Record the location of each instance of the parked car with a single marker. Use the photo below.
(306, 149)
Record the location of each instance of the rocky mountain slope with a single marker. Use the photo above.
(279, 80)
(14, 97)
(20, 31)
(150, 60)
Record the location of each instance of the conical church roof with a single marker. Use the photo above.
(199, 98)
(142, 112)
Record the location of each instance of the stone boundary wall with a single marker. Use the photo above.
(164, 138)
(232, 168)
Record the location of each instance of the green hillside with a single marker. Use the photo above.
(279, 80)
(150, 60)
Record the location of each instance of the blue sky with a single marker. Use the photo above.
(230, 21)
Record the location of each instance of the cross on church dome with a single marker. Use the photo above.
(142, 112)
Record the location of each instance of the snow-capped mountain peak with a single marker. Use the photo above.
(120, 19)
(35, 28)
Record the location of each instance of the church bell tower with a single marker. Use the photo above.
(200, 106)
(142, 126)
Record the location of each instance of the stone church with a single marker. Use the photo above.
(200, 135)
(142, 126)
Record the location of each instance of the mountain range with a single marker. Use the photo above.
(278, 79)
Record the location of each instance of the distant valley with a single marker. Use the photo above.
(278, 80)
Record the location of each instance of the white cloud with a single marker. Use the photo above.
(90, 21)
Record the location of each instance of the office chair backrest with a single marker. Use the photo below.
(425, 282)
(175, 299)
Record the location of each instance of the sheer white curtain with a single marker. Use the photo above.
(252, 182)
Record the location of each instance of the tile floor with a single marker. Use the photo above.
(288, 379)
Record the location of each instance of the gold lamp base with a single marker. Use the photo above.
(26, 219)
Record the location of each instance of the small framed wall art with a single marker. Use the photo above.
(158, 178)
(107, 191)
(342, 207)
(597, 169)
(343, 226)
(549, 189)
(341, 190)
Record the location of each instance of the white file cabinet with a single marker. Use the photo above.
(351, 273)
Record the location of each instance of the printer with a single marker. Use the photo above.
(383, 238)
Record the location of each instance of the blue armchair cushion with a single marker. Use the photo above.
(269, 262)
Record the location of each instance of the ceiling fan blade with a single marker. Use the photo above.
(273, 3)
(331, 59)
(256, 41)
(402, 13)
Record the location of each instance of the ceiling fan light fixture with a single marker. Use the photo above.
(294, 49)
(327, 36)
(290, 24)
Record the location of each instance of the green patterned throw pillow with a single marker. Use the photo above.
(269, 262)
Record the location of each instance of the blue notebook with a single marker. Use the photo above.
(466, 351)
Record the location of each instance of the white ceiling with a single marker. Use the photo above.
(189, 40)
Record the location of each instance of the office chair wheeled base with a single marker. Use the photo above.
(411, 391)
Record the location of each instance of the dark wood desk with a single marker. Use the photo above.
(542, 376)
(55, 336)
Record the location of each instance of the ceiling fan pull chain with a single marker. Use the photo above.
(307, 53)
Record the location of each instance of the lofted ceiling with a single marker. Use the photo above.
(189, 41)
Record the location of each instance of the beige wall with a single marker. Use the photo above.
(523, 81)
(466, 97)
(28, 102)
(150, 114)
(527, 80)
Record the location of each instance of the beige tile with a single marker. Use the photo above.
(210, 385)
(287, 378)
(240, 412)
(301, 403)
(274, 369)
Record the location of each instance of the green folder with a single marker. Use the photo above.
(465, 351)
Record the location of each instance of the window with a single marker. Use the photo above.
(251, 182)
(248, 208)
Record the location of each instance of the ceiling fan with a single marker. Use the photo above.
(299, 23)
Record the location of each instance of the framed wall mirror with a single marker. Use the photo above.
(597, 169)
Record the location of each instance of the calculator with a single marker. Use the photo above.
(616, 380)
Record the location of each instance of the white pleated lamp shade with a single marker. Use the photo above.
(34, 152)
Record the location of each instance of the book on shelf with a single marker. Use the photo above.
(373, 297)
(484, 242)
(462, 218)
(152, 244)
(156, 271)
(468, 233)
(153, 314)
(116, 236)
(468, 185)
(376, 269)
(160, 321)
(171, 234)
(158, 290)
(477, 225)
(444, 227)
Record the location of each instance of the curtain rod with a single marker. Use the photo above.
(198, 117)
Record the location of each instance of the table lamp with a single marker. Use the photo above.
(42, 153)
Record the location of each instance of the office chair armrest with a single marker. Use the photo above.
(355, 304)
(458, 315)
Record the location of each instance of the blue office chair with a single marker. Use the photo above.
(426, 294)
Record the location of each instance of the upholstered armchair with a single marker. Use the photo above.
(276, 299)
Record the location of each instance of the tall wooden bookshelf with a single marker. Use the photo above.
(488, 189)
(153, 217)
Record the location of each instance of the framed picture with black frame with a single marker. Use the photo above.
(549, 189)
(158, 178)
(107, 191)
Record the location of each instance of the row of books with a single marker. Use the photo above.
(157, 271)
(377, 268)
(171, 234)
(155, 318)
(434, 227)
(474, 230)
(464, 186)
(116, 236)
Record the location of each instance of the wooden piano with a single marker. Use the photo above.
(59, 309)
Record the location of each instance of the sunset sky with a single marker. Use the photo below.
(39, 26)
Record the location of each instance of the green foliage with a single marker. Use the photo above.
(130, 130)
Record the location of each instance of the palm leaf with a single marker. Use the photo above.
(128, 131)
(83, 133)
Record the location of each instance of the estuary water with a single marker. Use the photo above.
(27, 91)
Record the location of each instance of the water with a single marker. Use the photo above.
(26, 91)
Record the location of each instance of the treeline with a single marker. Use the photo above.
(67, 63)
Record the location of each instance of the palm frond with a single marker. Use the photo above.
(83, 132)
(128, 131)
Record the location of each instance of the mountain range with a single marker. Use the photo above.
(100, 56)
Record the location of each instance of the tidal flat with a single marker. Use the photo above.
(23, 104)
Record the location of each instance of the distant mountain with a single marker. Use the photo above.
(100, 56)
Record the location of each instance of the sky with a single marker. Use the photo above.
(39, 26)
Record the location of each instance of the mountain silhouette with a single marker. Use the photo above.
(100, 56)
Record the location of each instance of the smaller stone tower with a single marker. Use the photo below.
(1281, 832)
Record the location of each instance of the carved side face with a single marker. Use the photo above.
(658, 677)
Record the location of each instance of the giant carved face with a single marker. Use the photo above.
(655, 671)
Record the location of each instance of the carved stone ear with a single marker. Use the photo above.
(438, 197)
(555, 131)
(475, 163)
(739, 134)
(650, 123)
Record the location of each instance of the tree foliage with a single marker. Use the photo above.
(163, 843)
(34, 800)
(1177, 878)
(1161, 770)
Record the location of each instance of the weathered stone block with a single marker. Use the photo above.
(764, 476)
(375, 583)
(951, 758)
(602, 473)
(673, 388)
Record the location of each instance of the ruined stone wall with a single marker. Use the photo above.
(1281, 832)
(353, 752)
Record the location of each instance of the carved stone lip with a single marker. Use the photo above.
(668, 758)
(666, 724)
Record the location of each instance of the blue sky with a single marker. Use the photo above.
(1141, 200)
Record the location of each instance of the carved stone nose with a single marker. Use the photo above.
· · · · ·
WHAT YOU ARE ASKED TO DO:
Quote every entry exactly.

WRITTEN REPLY:
Record the location of each instance of the parked car with a single marker. Use the photo below.
(306, 149)
Record the location of each instance of the rocky mountain slope with a single marker. Use the photo above.
(279, 80)
(14, 97)
(20, 31)
(150, 60)
Record the location of each instance of the conical church roof with a single marker. Use the photo above.
(199, 98)
(142, 112)
Record the location of each instance of the stone boundary wall with a single marker. Use the photo above.
(164, 138)
(232, 168)
Record the location of each instance of the green hillside with a single marker. Use the photo above.
(279, 80)
(150, 60)
Record the location of each instance of the blue sky with a single marker. Use the photo above.
(230, 21)
Record the location of each instance of the cross on church dome with a single marker. Use the photo above.
(142, 112)
Record the location of each instance of the snow-capped mountain peak with a single marker. Use the photo above.
(120, 19)
(35, 28)
Record the location of each instance of the church bell tower with a single marker. Use the photo above.
(200, 106)
(142, 126)
Record the location of each instance of the stone church with a single marker. Use the photo above.
(200, 135)
(142, 126)
Record the location of each instance of the mountain range with a single marker. Use the photo above.
(278, 79)
Record the location of each instance of the distant valley with a single marker. Use the photo above.
(278, 80)
Record the location of each instance of the white cloud with a single marker. Use the photo above.
(90, 21)
Record the location of each instance of the office chair backrest with a single marker. Use the photo below.
(425, 282)
(175, 299)
Record the location of each instance of the sheer white curtain with a single marker. Use the photo above.
(252, 182)
Record the location of each instance of the tile floor with a single marker. Use the photo above.
(288, 379)
Record the location of each instance of the gold lamp base with a single marker. Use the photo above.
(26, 219)
Record the location of each instance of the small framed wall art with a single marker. Use the photo above.
(158, 178)
(107, 191)
(342, 207)
(597, 169)
(343, 226)
(549, 189)
(341, 190)
Record the location of each instance of the white file cabinet with a single marker. Use the photo above.
(351, 273)
Record the location of each instance of the printer with a single marker. Use the photo above.
(383, 238)
Record the location of each instance of the blue armchair cushion with a single marker. Use the photo above.
(269, 262)
Record the location of each instance of the ceiling fan blade with a single marker. Use the photo above.
(273, 3)
(331, 59)
(256, 41)
(402, 13)
Record the location of each instance of the ceiling fan light fixture with a single marker. Use the photo above.
(294, 49)
(327, 36)
(290, 24)
Record the location of each instance of the green patterned throw pillow with a single marker. Use the photo above.
(269, 262)
Record the location of each instance of the blue notebook with a single marker. Use the photo above.
(466, 351)
Record the location of each instance of the white ceiling with a single marker. Use the photo above.
(189, 40)
Record the location of each instance of the office chair wheeled base with a single marker. Use the photo above.
(411, 391)
Record the location of each instance of the dark wood desk with a single marker. Use the photo above.
(542, 376)
(55, 336)
Record the location of each instance of the ceiling fan pull chain with a single marker. Use the photo above.
(307, 53)
Record the location of each instance of the lofted ceiling with a single marker. Use the photo above.
(189, 41)
Record the location of each instance of the beige wall with a single marker. Use the photo above.
(523, 81)
(466, 97)
(28, 102)
(150, 114)
(527, 80)
Record the location of each instance of the beige tile with a single marker. Use the photo above.
(210, 385)
(287, 378)
(240, 412)
(301, 403)
(274, 369)
Record the location of each instance of the green folder with a single marker. Use the photo above.
(465, 351)
Record the location of each instance of the window with a single marker. Use the photo above.
(251, 182)
(248, 208)
Record the location of each instance of the ceiling fan with a single marker. Use the photo above.
(299, 23)
Record the location of each instance of the framed wall mirror with a single marker. Use the photo above.
(597, 169)
Record the location of each instance of the calculator with a single marker. Use the photo above.
(616, 380)
Record the location of each instance of the white pleated lamp shade with a single marker. Use the photo above.
(34, 152)
Record the location of each instance of the book on shelf with a single marker. Use the photo above.
(373, 297)
(484, 242)
(462, 218)
(152, 244)
(156, 271)
(468, 233)
(153, 314)
(116, 236)
(468, 185)
(376, 269)
(160, 321)
(171, 234)
(158, 290)
(477, 225)
(444, 227)
Record the location of each instance of the curtain rod with a single marker. Use the photo above.
(198, 117)
Record the location of each instance of the table lamp with a single marker. Use the photo above.
(42, 153)
Record the location of each instance of the office chair armrest with a single marker. Use the photo above.
(355, 304)
(458, 315)
Record the location of each instance of the blue office chair with a single marker. Use the photo above.
(426, 294)
Record the location of each instance of the upholstered armchair with a single marker. Use the photo above.
(276, 299)
Record the location of each instance of the tall wooden bookshelf with a single marker. Use the photo above.
(488, 189)
(153, 217)
Record the location of each instance of the framed picture with black frame with a single marker. Use the photo above.
(549, 189)
(158, 178)
(107, 191)
Record the location of each instance of the row of books with a single marker. Use the photo above.
(157, 271)
(377, 268)
(171, 234)
(155, 318)
(434, 227)
(474, 230)
(464, 186)
(116, 236)
Record the location of each instance of the wooden piano with a single marker. Use the photo above.
(59, 309)
Record the location of each instance of the sunset sky with a single marker. Use the photo below.
(39, 26)
Record the location of each instance of the green foliage with a single marker. Use the photo above.
(130, 130)
Record the location of each instance of the palm leaf with a single marker. Use the photo above.
(128, 131)
(83, 133)
Record the location of each instance of the estuary water with a single marker. Use the photo above.
(27, 91)
Record the location of each instance of the water with a single marker. Use the photo above.
(26, 91)
Record the location of each instance of the treeline with a single marker. Use the photo above.
(67, 63)
Record the location of each instance of the palm frond with a single marker. Use the photo above.
(83, 132)
(128, 131)
Record the location of each instance of the mountain range with a single marker. Use the photo above.
(100, 56)
Record the location of each instance of the tidal flat with a single marker. Use the photo above.
(23, 104)
Record the location of each instance of the distant mountain with a single marker. Use the photo above.
(100, 56)
Record the location of each instance of the sky with a single marker. Use the photo above.
(39, 26)
Record the location of each instance of the mountain silhouette with a single marker. Use the photo above.
(100, 56)
Record the location of each instance of the smaller stone tower with a single marker. Use the photo below.
(1281, 832)
Record the location of each instance of the carved side face with a single marker. Use the photo above.
(658, 677)
Record the location of each instance of the giant carved face with a single marker. Use the photo above.
(655, 671)
Record the location of each instance of the carved stone ear with a single marker. Use the photo above.
(438, 197)
(555, 131)
(475, 163)
(739, 134)
(650, 123)
Record the location of each instance of the tree foliage with a single marker. Use the photo above.
(163, 843)
(34, 800)
(1177, 878)
(1161, 770)
Record the location of each instance of the weathered stone block with a single marker. Use the photo above.
(764, 476)
(375, 583)
(951, 758)
(602, 473)
(673, 388)
Record the location of each instance of the ruined stone wall with a single marker. Use the photo above.
(1281, 832)
(353, 752)
Record the location of each instance of the carved stone lip with a single marker. Use the photo above.
(668, 758)
(666, 724)
Record the location of each instance of the blue sky with a single marker. Use the photo above.
(1141, 200)
Record the location of each instance of the carved stone nose with a single marker. Use the photo above.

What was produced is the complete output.